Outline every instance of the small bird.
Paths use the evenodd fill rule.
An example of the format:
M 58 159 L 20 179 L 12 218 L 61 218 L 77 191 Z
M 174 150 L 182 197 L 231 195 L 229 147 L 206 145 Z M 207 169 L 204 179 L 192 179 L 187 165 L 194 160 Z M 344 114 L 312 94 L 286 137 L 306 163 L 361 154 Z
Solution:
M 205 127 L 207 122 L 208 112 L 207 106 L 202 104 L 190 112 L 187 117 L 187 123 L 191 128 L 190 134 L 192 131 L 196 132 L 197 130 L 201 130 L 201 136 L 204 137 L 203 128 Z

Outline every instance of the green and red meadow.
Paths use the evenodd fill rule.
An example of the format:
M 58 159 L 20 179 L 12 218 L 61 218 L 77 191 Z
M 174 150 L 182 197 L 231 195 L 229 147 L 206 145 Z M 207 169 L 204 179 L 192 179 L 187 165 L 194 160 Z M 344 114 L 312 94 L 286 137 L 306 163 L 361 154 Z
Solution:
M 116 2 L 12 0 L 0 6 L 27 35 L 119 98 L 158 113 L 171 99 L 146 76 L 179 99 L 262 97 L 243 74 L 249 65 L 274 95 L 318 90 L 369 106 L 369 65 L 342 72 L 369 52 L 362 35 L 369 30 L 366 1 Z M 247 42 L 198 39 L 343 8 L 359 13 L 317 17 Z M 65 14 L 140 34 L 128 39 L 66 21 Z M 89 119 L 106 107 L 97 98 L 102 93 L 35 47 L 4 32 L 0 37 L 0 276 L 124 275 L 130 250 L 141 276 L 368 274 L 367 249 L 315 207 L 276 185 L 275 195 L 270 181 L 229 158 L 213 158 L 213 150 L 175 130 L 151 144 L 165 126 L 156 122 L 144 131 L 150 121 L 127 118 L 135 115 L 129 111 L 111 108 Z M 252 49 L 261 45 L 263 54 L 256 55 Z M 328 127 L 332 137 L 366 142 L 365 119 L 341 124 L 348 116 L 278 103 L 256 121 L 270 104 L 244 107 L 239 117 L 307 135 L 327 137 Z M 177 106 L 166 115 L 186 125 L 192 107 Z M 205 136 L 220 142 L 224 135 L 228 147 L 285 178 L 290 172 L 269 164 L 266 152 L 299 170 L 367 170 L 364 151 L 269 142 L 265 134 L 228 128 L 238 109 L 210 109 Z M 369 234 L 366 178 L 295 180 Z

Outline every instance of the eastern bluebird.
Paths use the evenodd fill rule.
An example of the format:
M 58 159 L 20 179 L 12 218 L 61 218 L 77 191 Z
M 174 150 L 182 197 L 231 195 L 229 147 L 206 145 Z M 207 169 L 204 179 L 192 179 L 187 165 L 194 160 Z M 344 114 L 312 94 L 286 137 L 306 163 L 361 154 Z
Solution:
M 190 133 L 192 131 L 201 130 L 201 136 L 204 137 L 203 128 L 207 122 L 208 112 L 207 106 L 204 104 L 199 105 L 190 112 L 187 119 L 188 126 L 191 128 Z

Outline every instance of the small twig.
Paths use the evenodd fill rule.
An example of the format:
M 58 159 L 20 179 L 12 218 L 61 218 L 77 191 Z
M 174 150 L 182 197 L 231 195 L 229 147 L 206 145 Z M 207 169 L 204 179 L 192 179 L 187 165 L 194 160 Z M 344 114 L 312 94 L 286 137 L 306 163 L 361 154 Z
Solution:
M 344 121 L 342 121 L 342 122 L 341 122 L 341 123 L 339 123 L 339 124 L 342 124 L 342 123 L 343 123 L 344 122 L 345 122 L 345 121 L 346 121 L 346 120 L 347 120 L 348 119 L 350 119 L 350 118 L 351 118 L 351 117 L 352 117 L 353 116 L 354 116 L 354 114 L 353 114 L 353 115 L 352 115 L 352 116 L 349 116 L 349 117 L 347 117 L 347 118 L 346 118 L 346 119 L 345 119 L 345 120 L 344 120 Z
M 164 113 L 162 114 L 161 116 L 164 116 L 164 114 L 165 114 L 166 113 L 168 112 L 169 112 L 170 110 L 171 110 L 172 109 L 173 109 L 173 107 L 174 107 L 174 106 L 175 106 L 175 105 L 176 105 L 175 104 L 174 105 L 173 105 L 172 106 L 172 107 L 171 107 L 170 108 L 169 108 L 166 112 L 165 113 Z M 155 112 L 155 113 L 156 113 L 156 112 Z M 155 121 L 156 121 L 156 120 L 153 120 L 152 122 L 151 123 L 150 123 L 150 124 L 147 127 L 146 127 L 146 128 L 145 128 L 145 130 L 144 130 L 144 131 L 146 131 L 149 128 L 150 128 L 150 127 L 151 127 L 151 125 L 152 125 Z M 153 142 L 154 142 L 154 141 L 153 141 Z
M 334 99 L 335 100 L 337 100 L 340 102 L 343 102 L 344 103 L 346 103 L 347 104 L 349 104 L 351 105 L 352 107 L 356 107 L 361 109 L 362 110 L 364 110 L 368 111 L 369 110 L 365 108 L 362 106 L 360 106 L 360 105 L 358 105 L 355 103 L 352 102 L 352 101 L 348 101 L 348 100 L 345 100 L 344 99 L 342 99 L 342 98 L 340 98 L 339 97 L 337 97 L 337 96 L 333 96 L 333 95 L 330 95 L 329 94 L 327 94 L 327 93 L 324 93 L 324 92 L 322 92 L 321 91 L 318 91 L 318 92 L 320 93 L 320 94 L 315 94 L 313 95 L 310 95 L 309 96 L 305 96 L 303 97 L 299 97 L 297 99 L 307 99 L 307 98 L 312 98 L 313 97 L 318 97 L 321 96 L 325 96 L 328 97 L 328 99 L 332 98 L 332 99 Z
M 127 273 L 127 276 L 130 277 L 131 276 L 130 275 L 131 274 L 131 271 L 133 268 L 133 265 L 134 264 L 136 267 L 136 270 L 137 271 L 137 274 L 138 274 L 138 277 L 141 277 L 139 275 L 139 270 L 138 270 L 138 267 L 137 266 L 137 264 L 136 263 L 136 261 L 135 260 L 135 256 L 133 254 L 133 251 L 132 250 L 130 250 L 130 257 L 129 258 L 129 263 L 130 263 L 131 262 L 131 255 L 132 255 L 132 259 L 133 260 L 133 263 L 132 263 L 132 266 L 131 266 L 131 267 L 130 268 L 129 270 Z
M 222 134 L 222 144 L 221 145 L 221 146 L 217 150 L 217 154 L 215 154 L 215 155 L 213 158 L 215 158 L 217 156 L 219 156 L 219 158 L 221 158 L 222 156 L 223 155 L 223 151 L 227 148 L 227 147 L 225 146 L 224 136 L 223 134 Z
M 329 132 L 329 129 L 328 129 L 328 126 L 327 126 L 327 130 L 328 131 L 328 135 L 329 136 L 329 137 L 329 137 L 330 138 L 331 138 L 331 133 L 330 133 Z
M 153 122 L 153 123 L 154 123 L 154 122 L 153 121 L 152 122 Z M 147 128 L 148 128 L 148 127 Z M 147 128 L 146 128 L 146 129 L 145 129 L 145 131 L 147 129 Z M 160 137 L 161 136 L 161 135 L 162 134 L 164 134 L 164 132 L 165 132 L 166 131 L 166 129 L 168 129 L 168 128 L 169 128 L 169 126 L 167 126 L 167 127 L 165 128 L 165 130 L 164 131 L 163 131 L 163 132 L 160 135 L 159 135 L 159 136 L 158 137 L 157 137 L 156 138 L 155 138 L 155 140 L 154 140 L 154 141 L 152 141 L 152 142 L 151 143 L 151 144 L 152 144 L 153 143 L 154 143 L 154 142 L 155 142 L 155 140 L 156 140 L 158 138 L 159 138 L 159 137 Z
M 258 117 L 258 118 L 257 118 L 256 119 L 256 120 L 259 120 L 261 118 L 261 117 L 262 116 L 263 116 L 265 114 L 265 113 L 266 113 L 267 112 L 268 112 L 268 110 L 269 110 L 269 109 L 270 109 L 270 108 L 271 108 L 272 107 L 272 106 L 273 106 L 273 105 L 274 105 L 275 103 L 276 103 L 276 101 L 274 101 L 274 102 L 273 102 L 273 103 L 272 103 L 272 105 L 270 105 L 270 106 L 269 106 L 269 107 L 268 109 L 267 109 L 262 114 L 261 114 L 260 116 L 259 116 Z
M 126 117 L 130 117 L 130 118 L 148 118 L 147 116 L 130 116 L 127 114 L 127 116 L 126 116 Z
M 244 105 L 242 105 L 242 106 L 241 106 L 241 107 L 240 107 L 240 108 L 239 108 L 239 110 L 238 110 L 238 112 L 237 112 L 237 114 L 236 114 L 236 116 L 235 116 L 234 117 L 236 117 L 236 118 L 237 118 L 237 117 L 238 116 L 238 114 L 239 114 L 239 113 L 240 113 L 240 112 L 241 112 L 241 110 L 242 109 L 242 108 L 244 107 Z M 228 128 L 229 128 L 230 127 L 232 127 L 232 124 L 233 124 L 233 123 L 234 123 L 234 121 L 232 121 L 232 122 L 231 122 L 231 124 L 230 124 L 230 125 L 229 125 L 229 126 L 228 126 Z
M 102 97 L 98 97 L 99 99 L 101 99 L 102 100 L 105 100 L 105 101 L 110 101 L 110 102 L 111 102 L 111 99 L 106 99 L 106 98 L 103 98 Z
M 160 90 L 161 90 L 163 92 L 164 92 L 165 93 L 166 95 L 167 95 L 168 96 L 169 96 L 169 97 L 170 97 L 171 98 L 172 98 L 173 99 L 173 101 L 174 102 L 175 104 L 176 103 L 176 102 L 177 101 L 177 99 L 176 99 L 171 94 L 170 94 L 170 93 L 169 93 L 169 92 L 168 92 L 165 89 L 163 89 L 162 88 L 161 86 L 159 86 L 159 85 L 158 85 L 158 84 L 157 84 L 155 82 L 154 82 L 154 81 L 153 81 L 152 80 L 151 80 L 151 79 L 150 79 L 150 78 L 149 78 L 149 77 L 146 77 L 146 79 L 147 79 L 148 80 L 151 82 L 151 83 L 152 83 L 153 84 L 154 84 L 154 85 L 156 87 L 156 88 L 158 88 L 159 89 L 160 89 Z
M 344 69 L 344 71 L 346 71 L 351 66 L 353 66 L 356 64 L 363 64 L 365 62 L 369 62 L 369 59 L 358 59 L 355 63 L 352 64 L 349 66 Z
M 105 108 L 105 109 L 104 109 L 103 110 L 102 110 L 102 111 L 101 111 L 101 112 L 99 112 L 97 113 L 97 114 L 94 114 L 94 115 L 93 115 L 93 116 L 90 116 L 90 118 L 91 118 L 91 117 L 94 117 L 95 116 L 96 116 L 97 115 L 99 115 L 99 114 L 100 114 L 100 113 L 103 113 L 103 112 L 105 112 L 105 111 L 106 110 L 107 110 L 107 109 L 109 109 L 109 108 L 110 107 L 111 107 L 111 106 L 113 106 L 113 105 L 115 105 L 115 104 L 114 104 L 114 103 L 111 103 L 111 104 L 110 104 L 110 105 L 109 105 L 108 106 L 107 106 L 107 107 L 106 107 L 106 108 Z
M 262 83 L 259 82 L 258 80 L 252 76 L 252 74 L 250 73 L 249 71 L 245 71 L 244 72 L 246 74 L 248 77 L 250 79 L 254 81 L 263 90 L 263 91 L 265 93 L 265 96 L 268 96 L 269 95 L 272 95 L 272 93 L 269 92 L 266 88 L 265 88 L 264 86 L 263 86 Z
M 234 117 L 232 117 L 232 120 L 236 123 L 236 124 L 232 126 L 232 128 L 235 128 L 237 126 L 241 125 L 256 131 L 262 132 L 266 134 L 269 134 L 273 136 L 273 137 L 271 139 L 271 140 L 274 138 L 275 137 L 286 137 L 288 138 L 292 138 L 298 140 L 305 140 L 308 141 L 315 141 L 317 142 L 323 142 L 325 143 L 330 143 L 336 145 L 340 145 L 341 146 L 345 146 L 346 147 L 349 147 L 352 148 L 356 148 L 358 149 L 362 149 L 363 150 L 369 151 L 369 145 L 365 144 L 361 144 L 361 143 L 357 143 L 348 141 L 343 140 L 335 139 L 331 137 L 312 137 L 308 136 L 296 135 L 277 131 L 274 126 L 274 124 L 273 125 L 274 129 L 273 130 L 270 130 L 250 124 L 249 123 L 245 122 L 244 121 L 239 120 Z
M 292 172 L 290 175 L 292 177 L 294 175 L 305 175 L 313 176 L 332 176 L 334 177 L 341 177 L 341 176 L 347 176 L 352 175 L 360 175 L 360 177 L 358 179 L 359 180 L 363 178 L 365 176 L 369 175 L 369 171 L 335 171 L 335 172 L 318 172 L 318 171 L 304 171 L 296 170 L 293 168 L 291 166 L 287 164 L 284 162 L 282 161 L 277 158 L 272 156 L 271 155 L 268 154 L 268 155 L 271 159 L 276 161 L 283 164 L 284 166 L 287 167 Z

Problem requirements ->
Copy out the lines starting at the one containing "Outline every instance of the small twig." and ending at the one containing "M 164 113 L", keeping every character as it stands.

Output for this task ->
Outline every instance of the small twig.
Paths use the evenodd fill rule.
An example of the format:
M 58 159 L 20 179 L 12 218 L 61 218 L 77 191 Z
M 174 150 L 182 197 L 231 195 L 229 147 L 206 145 Z M 207 169 L 204 179 L 192 179 L 187 165 L 194 160 Z M 344 114 L 312 94 L 286 137 L 306 163 L 361 154 Z
Solution:
M 344 121 L 342 121 L 342 122 L 341 122 L 341 123 L 339 123 L 339 124 L 342 124 L 342 123 L 343 123 L 344 122 L 345 122 L 345 121 L 346 121 L 346 120 L 347 120 L 348 119 L 350 119 L 350 118 L 351 118 L 351 117 L 352 117 L 353 116 L 354 116 L 354 114 L 353 114 L 353 115 L 352 115 L 352 116 L 349 116 L 349 117 L 347 117 L 347 118 L 346 118 L 346 119 L 345 119 L 345 120 L 344 120 Z
M 164 113 L 162 114 L 161 116 L 164 116 L 164 114 L 165 114 L 166 113 L 168 112 L 169 112 L 170 110 L 171 110 L 172 109 L 173 109 L 173 107 L 174 107 L 174 106 L 175 106 L 175 105 L 176 105 L 175 104 L 174 105 L 173 105 L 172 106 L 172 107 L 171 107 L 170 108 L 169 108 L 166 112 L 165 113 Z M 155 112 L 155 113 L 156 113 L 156 112 Z M 155 121 L 156 121 L 156 120 L 153 120 L 152 122 L 151 123 L 150 123 L 150 124 L 147 127 L 146 127 L 146 128 L 145 128 L 145 130 L 144 130 L 144 131 L 146 131 L 149 128 L 150 128 L 150 127 L 151 127 L 151 125 L 152 125 Z M 153 142 L 154 142 L 154 141 L 153 141 Z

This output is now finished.